───── Stored data ─────

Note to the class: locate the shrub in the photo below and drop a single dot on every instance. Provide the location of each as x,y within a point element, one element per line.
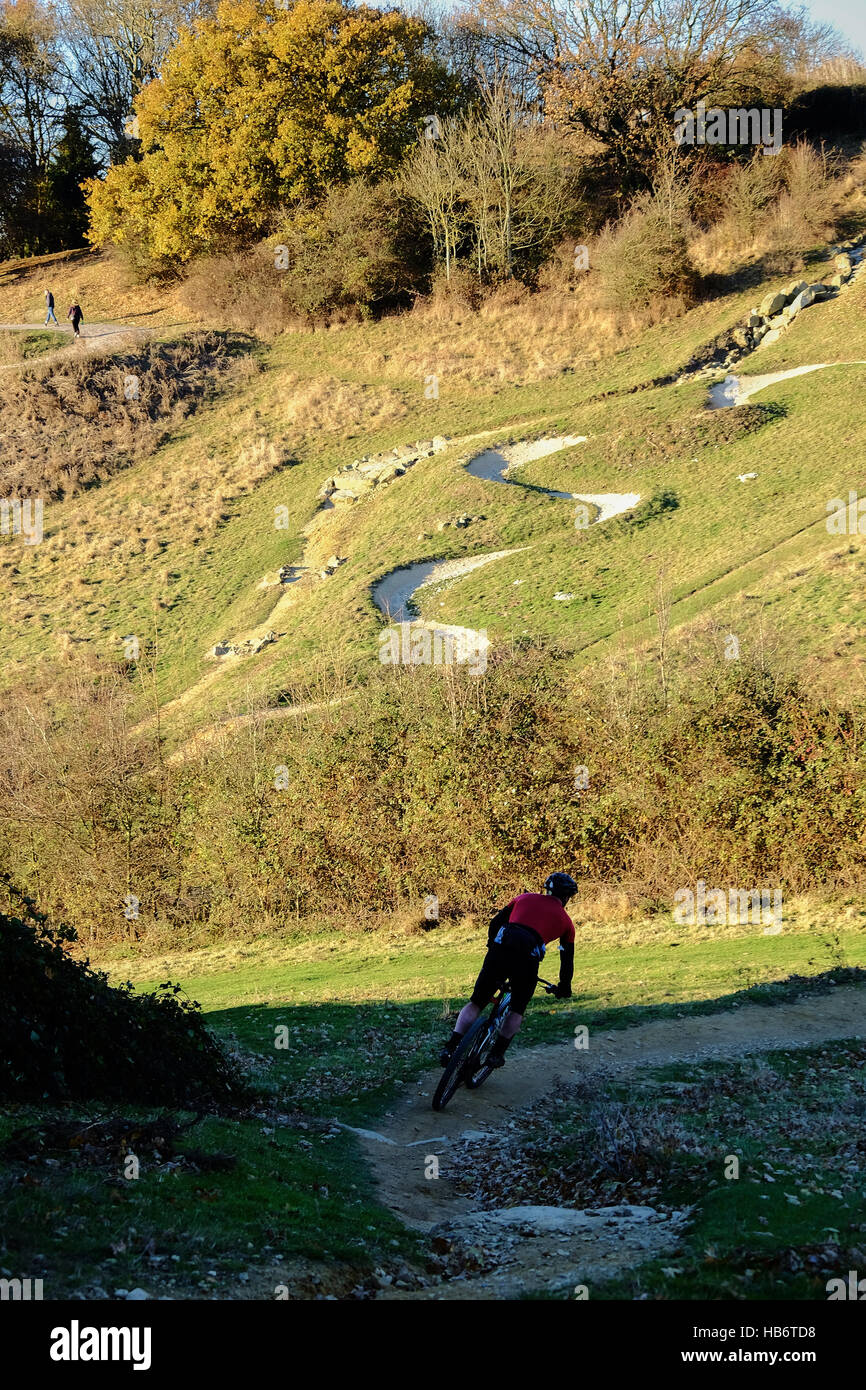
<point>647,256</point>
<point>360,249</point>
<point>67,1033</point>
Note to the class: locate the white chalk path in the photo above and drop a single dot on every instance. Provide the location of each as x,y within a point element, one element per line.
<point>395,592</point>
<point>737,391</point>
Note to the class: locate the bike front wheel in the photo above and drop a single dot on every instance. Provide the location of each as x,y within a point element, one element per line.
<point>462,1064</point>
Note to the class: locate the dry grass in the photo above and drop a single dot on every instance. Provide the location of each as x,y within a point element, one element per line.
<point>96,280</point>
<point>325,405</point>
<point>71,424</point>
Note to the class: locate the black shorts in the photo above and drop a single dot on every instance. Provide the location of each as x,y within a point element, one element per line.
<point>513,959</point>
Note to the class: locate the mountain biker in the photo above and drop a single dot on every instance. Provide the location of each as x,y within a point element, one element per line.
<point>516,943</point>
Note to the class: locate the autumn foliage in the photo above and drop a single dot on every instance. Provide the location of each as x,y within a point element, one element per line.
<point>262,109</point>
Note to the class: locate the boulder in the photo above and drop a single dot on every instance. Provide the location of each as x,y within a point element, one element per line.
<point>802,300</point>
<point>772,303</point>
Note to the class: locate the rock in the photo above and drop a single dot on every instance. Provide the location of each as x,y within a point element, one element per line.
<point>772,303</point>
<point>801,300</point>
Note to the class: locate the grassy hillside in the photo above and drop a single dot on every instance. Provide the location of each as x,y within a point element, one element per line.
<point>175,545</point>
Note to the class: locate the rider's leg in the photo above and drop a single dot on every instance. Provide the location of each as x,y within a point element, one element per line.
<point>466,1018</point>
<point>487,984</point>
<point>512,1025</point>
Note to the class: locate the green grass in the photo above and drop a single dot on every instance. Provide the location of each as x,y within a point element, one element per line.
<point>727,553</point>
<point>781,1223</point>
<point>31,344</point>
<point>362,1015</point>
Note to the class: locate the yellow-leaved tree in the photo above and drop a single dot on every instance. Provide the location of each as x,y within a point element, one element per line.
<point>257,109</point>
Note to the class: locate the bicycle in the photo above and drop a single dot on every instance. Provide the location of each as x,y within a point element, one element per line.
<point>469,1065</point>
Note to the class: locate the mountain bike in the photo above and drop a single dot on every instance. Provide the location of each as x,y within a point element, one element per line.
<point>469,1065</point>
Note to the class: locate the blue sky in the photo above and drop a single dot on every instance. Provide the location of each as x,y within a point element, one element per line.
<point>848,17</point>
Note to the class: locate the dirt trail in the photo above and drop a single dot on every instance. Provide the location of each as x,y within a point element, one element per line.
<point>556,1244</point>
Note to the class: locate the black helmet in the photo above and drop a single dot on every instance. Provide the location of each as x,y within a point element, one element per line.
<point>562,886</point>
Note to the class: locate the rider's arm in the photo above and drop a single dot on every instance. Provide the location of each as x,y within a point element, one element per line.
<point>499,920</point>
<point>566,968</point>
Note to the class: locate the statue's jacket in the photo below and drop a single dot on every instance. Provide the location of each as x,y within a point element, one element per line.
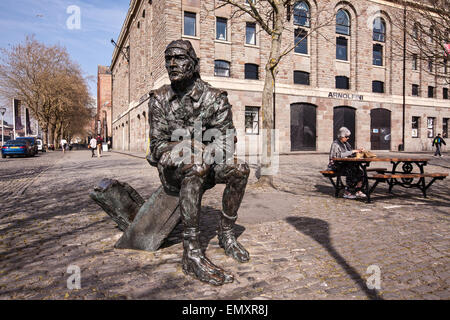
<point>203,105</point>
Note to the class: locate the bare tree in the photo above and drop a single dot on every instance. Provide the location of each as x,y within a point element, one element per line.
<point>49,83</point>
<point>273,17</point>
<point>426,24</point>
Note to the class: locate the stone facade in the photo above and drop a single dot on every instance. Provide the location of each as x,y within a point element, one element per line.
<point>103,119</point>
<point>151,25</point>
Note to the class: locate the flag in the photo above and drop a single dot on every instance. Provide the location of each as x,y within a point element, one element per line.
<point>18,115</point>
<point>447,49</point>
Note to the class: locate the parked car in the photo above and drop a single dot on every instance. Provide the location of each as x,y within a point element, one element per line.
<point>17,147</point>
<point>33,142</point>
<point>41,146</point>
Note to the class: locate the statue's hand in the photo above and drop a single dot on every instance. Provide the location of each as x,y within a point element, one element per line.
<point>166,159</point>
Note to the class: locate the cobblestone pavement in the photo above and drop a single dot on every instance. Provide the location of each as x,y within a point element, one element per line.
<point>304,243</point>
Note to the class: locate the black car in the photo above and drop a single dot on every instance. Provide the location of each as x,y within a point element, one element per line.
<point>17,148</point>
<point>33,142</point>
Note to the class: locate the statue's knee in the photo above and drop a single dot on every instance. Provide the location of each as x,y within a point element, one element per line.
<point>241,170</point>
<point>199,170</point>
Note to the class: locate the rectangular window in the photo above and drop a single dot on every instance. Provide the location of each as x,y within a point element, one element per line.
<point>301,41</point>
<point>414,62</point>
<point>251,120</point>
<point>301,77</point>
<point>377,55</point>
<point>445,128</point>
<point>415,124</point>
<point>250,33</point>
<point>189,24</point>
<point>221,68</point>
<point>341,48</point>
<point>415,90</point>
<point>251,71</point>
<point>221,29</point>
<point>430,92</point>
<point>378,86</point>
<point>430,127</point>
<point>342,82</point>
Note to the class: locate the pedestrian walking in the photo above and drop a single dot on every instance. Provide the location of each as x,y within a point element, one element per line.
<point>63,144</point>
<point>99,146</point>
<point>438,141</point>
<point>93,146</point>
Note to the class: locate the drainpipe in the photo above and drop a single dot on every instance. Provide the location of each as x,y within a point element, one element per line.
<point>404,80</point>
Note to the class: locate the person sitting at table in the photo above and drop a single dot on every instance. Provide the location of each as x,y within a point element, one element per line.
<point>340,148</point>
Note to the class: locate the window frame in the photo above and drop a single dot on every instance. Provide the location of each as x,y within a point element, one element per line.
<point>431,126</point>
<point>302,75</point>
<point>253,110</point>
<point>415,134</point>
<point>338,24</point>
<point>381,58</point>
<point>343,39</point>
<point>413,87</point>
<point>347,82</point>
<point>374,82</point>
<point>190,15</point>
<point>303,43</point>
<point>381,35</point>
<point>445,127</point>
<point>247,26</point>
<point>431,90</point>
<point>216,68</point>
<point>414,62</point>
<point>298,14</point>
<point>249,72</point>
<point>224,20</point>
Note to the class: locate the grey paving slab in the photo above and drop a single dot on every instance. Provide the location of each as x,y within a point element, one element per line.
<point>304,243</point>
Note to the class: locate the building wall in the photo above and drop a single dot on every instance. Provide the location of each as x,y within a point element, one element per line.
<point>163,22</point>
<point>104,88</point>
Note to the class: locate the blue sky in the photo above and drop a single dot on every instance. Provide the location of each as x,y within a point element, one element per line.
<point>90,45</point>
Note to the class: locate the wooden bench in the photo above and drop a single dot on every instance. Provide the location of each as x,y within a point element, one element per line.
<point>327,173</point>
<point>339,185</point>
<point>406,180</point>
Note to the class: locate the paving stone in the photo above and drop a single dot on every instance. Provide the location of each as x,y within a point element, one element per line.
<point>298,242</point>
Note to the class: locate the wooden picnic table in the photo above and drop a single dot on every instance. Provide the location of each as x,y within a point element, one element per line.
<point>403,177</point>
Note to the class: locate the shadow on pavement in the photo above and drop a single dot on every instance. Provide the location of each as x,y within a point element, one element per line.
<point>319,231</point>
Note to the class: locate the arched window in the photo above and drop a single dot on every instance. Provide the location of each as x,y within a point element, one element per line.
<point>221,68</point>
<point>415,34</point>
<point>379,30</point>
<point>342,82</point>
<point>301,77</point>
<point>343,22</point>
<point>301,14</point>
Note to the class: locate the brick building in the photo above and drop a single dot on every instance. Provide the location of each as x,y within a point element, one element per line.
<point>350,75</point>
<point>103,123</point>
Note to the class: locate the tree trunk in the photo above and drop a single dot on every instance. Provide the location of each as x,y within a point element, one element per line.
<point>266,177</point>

─────

## Description of the task:
Retype the listing above exactly as it appears, omitting the pictures.

## Result:
Note to the class: locate the shrub in the photo below and drop a single dot on every instance. Provide the location of each as x,y within a point element, one element per line.
<point>647,256</point>
<point>360,249</point>
<point>67,1033</point>
Note to the class: locate the white chalk path in the photo above and drop a single dot on every instance. Provide the location of each as x,y within a point element, one element per line.
<point>395,592</point>
<point>737,391</point>
Note to the class: locate the bike front wheel in the photo above and drop a single dot on every instance. Provide the location of each as x,y within a point element, one element per line.
<point>462,1064</point>
Note to the class: locate the dry grass in the photo above and drop a single dot on every instance. Provide the location of each as x,y within a point element, one element per line.
<point>96,280</point>
<point>325,405</point>
<point>71,424</point>
Note to the class: locate the black shorts in the photo above and drop a single dot on every instance. Provide the location of each as x,y within a point element, one element per line.
<point>513,959</point>
Note to the class: locate the mountain biker in the photo above and drop a single dot on every instance. Provide the location of each as x,y within a point element, one element per line.
<point>516,943</point>
Note to the class: locate the autumn foliage in the photo above and drop a single dot on every instance. Provide the location of each as x,y within a point element, one element per line.
<point>262,109</point>
Note to the class: locate the boulder in the photo above and drop a single dot on every instance. Provide the location of each as x,y within a point element, one element per line.
<point>802,300</point>
<point>772,303</point>
Note to the class: locate the rock in the photo above and drop a single dot on every instance. Provide the location of each as x,y within a point element, one element per line.
<point>772,303</point>
<point>801,300</point>
Note to the class: locate the grassy hillside in the photo above and drop a single dot on every instance. Provide the location of each as x,y within a point element, one element per line.
<point>175,545</point>
Note to the class: locate the rider's leg in the photo above and drop a single dot on every instance. Provide the location of each as x,y within a point element, one element per line.
<point>466,1018</point>
<point>487,984</point>
<point>512,1025</point>
Note to the class: locate the green grass in the photo above and drop a single dot on every instance. Provide the location of each as x,y within a point element, one element per line.
<point>727,553</point>
<point>781,1223</point>
<point>31,344</point>
<point>362,1015</point>
Note to the class: locate the yellow-leaved tree in the photo above and drop a single dot on every instance. Provide the location of each as x,y within a point element, one element per line.
<point>257,109</point>
Note to the class: locate the bicycle in the photo above and drop a single dot on every instance. Provide the location of each as x,y within a point element, one element per line.
<point>469,1065</point>
Note to the class: locate the mountain bike in the photo above and drop a single dot on every instance. Provide the location of each as x,y within a point element, one element per line.
<point>469,1065</point>
Note to the class: locate the blue sky in the photo above and drop a single dot on every instance. Provide the location of each as x,y within a point element, one element per line.
<point>848,17</point>
Note to the class: locate the dirt trail in the photo above and drop a single dot on every instance. Provide the location of each as x,y within a point element, one element per line.
<point>556,1244</point>
Note to the class: locate the black helmet in the photo above and drop a single dot on every instance. Provide the location of each as x,y within a point element, one element per line.
<point>562,886</point>
Note to the class: locate the rider's arm in the photo above and drop a single dot on every instance. Provide the location of each as x,y within a point element, one element per line.
<point>499,920</point>
<point>566,968</point>
Note to the class: locate the statue's jacket in the photo below and drop a single dot on every instance. Provide the location of each as x,y within a point element, one element per line.
<point>203,105</point>
Note to the class: locate the bare tree in the photo above and drop a single dot on every instance. Provide the location of each as x,y within a point element, one element per line.
<point>49,83</point>
<point>273,17</point>
<point>426,24</point>
Note to the class: locate the stone facade in the photo above and drop a single dot on every instance. Provide the location of each as x,y within a point element, one element per line.
<point>103,119</point>
<point>151,25</point>
Note to the class: locate the flag in the photo above and drop a single dot on every instance. Provide the location of each as x,y within a point element, one element per line.
<point>18,115</point>
<point>447,49</point>
Note to the class: locate the parked car in the photo above and drop a single dot on every instance. Provide the location of each as x,y within a point element, one element per line.
<point>17,147</point>
<point>33,142</point>
<point>41,146</point>
Note to the class: locate the statue's hand in the photo above and drop a single dot on every instance. Provide the location of each as x,y within a point element, one element per line.
<point>166,159</point>
Note to the class: locate the cobblestone pavement in the photo above and drop a single dot on every instance. Provide the location of each as x,y within a point element, one element per line.
<point>304,243</point>
Note to the class: locate the black car in the photo above and drop a single dot on every instance. Provide the location of each as x,y within a point element, one element per line.
<point>17,148</point>
<point>33,142</point>
Note to the class: locate the statue's knee in the photo above and drop a single dot on every instance. Provide the location of each as x,y within a point element, one element per line.
<point>241,170</point>
<point>199,170</point>
Note to the class: locate the rectangular window in the photo above and drop a single dot on every instance. Provide the location of each as x,y within a point element, one element per line.
<point>301,41</point>
<point>414,62</point>
<point>251,120</point>
<point>301,77</point>
<point>377,55</point>
<point>445,128</point>
<point>415,124</point>
<point>250,33</point>
<point>189,24</point>
<point>221,68</point>
<point>341,48</point>
<point>415,90</point>
<point>251,71</point>
<point>221,29</point>
<point>430,92</point>
<point>378,86</point>
<point>430,127</point>
<point>342,82</point>
Note to the class: locate the pedestrian walking in the photo above and drop a single dot on every instance. Provide the location of each as x,y within a point element, one element per line.
<point>63,144</point>
<point>99,146</point>
<point>438,141</point>
<point>93,146</point>
Note to the class: locate the drainpipe in the photo above and drop a single dot on every instance. Provide the location of each as x,y within a point element, one element per line.
<point>404,80</point>
Note to the class: locate the person sitting at table in the photo above and drop a single dot on every instance. Provide the location of each as x,y within a point element, one element per line.
<point>340,148</point>
Note to the class: locate the window frame in the photo above and drop a single dot on every instance. Provide the location of each as x,y within a point element, one element per line.
<point>431,126</point>
<point>302,75</point>
<point>253,110</point>
<point>415,134</point>
<point>338,24</point>
<point>381,58</point>
<point>343,39</point>
<point>413,87</point>
<point>347,82</point>
<point>374,82</point>
<point>190,15</point>
<point>303,43</point>
<point>381,35</point>
<point>445,127</point>
<point>247,26</point>
<point>431,90</point>
<point>216,68</point>
<point>414,62</point>
<point>298,14</point>
<point>249,72</point>
<point>224,20</point>
Note to the class: locate the grey paving slab in the photo above and drop a single dot on every instance. Provide the location of each as x,y within a point element, one element per line.
<point>304,243</point>
Note to the class: locate the building wall in the photo above and drop a single dot on every instance. Provide the location of each as x,y within a point element, one element per line.
<point>163,22</point>
<point>104,88</point>
Note to the class: locate the blue sky in the photo above and drop a single dot on every instance. Provide the location of each as x,y within a point element, one element per line.
<point>90,45</point>
Note to the class: locate the wooden bench in the photo above and drop a single dot on every instance. Provide the location of each as x,y within a point element, one element per line.
<point>327,173</point>
<point>339,185</point>
<point>406,180</point>
Note to the class: locate the paving stone in the photo above and drop a single dot on every instance. Provide the location of each as x,y within a point element, one element per line.
<point>298,242</point>
Note to the class: locate the wooden picnic table in the photo above and drop a single dot on every instance. Provide the location of each as x,y within a point element, one element per line.
<point>403,177</point>
Note to the class: locate the shadow on pavement in the photo above and drop a single dot on every instance. Provide the location of each as x,y within a point element, one element per line.
<point>319,231</point>
Note to the class: locate the arched window in the photo above and drop a single dot on every instance. Provide the location of each as x,y within a point element, one element per line.
<point>221,68</point>
<point>415,34</point>
<point>379,30</point>
<point>342,82</point>
<point>301,77</point>
<point>343,22</point>
<point>301,14</point>
Note to the class: locate the brick building in the photo above and drop a single dot on every instance. Provide the location of each as x,y within a point element, one element per line.
<point>350,75</point>
<point>103,123</point>
Note to the class: locate the tree trunk in the photo above and drop a single dot on every instance. Provide the location of each as x,y within a point element, one element per line.
<point>266,177</point>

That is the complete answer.